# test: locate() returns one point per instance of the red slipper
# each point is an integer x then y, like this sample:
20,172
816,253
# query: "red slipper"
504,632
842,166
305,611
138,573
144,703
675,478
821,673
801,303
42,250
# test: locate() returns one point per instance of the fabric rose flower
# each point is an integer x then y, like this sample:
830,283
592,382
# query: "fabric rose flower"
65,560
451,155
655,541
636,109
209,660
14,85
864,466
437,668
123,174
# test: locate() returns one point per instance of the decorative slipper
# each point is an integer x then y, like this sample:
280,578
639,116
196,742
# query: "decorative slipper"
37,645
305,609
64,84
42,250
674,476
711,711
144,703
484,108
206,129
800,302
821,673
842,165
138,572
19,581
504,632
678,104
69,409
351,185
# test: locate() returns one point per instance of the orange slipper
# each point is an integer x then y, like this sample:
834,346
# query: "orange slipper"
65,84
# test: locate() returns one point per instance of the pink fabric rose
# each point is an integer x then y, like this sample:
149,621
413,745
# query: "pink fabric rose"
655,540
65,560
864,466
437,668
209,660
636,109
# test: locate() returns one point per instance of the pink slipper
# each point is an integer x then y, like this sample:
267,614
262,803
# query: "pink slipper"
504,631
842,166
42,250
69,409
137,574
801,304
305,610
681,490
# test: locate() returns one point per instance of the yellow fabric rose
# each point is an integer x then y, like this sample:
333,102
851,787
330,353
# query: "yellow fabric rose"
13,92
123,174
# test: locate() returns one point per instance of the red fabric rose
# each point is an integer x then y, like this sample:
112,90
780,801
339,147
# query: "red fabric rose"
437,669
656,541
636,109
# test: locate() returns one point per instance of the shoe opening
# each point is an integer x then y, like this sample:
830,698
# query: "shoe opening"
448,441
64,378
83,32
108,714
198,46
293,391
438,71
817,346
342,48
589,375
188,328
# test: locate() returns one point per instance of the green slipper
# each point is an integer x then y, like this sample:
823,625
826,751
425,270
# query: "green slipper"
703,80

## WHAT YOU NEED TO DO
Reproduce every line of the records above word for word.

## FULL RESPONSE
# test: locate() returns one point per instance of the red slipper
# each point is an integer x then y, like this sample:
20,172
816,253
# query: "red slipper"
504,632
842,166
305,611
138,573
144,703
675,478
821,673
801,303
42,250
# test: locate() returns one point per instance of the fabric rose flower
# each point is an integer x then y, like this sample:
830,283
592,382
# query: "fabric rose flower"
65,560
451,155
655,541
636,109
209,660
14,85
864,466
437,668
123,174
# test: locate() returns one point per instance of the decorative slipper
# each point is an integer x then y, like this sample:
280,578
639,116
196,742
# query: "decorative slipper"
37,645
305,609
64,84
42,250
674,476
711,711
144,703
484,108
206,129
800,302
821,673
842,165
138,572
19,581
504,632
678,104
69,409
351,185
# test: locate() returns one point per instance of the orange slipper
# each point is an integer x then y, like this sample:
834,346
# query: "orange slipper"
65,84
# test: locate() returns one point per instance of the pink fabric rose
# each point is an integer x then y, like this sample:
149,621
413,745
# query: "pink fabric rose"
655,540
65,560
864,466
437,668
209,660
636,109
# test: locate() returns one point per instance of the pink slipper
# each point is an integer x then y, like this sample:
267,614
262,803
# query: "pink slipper"
504,631
842,166
42,250
69,409
137,574
801,304
305,610
681,490
# test: locate() returns one point per instance of the yellow fabric rose
# each point is an integer x then y, like this sample:
333,102
851,787
330,353
# query: "yellow fabric rose"
13,92
123,174
# test: locate() returns one point per instance of the red fabric rose
# each point is an integer x then y, like this sample:
112,90
780,801
339,147
# query: "red fabric rose"
437,669
656,541
636,109
# test: locate() returns one point per instance of the shoe opening
# each point is an integer x then y, like this sample:
830,698
# query: "shoe opening"
448,441
64,378
83,32
108,714
198,46
293,391
438,71
817,346
342,48
589,375
188,328
# test: locate() returns one point per instance of the green slipper
# each point is an integer x then y, like this sample:
823,625
826,751
425,270
# query: "green slipper"
703,80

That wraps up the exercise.